• [Given task] Write each line exactly, from the line that holds "with glasses and" through the final line of the material, and no other line.

Pointing dataset records:
[START]

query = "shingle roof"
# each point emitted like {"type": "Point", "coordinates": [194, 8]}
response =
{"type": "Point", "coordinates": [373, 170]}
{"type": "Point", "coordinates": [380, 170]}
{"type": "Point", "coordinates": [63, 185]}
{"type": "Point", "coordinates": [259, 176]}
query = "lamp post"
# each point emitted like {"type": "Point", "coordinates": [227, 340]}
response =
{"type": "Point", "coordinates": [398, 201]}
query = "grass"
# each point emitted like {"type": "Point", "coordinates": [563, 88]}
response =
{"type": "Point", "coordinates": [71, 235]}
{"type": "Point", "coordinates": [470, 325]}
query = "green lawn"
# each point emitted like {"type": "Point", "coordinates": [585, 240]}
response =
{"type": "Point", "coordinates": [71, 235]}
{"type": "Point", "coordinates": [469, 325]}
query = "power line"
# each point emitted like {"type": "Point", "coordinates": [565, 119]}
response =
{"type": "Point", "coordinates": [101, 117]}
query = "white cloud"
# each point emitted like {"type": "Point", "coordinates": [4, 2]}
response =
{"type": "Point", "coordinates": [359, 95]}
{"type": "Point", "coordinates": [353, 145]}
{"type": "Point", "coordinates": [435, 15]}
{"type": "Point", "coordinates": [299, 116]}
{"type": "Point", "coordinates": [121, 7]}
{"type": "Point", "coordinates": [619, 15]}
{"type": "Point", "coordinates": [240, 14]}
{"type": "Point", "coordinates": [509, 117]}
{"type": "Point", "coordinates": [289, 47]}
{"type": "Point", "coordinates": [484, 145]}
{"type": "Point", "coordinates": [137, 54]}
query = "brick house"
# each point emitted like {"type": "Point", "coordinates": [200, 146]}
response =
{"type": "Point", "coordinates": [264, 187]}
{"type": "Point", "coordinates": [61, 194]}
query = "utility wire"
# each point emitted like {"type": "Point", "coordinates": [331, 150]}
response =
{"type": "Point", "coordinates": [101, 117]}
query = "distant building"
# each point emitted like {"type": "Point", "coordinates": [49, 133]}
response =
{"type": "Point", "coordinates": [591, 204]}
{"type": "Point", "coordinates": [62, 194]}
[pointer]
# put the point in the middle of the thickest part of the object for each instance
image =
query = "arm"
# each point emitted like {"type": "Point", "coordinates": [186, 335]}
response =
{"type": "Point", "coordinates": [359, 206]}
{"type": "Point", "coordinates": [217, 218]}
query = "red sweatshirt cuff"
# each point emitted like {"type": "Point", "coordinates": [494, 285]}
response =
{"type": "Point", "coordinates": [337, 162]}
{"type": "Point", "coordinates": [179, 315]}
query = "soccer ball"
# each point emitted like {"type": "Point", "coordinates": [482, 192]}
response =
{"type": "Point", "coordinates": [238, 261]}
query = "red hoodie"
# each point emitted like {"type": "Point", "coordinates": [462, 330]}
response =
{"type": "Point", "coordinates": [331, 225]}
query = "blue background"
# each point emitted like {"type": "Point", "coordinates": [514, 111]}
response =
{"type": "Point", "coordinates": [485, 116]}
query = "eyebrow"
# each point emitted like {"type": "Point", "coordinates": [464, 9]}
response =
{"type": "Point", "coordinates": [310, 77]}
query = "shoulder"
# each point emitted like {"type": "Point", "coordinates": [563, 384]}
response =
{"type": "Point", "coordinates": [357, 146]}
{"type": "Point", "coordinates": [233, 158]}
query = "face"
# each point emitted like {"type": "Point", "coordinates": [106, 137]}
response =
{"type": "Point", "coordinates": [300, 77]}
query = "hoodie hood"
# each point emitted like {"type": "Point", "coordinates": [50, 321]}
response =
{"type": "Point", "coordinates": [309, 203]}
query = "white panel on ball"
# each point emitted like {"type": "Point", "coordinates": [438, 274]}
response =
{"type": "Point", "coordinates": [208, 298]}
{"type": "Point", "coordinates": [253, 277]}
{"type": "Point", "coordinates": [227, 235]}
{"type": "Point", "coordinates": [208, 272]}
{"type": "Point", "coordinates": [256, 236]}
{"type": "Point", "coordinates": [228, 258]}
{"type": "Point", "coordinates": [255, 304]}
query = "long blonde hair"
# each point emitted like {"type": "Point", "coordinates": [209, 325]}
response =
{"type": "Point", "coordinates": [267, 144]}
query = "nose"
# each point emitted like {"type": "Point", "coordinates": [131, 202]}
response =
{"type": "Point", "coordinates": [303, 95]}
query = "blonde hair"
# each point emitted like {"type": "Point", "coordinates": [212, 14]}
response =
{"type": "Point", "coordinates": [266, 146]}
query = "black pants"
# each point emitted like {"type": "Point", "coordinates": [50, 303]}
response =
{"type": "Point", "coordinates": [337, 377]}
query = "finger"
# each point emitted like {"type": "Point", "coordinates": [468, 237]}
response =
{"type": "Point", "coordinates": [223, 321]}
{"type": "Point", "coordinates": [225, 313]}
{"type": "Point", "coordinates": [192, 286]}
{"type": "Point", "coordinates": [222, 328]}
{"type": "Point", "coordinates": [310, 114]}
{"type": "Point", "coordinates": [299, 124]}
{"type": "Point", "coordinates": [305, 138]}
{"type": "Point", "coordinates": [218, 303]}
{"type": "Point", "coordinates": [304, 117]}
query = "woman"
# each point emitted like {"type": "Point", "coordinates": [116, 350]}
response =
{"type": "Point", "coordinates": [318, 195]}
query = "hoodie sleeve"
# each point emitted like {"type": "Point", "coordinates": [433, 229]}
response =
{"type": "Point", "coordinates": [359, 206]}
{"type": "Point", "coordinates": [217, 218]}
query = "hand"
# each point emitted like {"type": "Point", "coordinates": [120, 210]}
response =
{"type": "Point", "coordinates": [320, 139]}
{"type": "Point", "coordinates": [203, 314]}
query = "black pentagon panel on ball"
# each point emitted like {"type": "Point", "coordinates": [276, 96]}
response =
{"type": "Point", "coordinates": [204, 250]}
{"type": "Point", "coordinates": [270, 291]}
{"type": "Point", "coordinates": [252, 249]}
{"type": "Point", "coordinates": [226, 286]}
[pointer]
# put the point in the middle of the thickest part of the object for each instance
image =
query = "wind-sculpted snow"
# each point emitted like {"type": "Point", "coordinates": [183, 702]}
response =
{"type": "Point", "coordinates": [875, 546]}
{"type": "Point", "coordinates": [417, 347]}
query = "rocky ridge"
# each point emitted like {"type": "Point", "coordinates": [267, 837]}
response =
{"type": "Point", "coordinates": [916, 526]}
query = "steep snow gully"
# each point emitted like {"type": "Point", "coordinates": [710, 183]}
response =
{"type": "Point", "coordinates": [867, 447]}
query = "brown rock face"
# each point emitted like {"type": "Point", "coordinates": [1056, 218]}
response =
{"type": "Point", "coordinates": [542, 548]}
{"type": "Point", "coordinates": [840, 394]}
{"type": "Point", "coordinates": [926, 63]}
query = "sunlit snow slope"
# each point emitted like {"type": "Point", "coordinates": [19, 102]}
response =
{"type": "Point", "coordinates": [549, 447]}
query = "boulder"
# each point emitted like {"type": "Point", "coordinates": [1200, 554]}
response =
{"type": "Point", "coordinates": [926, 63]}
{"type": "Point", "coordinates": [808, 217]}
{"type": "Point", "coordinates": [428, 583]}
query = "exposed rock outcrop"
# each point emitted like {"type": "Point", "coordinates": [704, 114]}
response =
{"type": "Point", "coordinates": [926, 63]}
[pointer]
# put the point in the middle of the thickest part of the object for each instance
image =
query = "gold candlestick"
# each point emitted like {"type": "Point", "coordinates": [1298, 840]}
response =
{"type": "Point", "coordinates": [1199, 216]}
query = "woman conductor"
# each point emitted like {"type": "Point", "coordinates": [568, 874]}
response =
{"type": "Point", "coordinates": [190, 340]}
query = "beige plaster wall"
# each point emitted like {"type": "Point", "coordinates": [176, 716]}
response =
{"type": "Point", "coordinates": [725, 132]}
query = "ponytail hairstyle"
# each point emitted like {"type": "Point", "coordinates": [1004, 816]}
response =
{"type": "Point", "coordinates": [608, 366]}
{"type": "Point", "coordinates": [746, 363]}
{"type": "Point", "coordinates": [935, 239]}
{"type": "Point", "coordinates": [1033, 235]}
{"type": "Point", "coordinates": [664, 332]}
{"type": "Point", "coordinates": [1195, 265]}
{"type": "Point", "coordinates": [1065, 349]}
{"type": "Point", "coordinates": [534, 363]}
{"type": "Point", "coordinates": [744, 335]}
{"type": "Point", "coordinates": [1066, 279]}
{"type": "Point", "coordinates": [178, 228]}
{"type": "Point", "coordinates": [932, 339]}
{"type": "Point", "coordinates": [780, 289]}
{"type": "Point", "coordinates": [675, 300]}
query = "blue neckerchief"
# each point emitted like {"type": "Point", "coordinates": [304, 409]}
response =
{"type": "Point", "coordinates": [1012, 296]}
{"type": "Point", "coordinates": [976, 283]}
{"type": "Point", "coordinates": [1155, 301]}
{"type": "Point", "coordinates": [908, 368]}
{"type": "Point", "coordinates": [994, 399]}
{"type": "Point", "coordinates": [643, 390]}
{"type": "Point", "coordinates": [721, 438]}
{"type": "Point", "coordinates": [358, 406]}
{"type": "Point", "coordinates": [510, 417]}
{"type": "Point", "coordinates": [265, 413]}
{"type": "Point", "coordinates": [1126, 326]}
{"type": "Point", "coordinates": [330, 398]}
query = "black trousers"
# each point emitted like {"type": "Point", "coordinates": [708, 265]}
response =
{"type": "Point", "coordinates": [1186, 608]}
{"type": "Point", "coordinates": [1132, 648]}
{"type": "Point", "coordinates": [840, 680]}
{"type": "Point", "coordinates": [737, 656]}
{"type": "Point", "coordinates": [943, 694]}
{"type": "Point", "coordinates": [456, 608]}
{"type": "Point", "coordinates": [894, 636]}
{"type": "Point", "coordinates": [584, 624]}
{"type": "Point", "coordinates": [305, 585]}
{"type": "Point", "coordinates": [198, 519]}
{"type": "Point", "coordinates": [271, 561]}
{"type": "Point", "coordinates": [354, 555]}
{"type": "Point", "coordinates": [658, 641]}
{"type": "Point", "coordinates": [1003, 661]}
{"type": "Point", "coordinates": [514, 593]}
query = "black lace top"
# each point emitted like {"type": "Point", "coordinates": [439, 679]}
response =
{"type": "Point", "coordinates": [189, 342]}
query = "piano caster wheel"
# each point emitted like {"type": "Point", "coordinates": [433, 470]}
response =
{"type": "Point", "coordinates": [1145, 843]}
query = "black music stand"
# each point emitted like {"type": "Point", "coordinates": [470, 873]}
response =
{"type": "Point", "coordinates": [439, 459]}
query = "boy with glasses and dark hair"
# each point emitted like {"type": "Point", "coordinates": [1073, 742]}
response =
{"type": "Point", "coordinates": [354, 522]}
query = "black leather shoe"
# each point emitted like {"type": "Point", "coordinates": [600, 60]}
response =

[END]

• [Written response]
query = "boy with glasses and dark hair"
# each point emitted like {"type": "Point", "coordinates": [1073, 742]}
response =
{"type": "Point", "coordinates": [354, 522]}
query = "black leather shoe"
# each point emitted like {"type": "Point", "coordinates": [600, 60]}
response =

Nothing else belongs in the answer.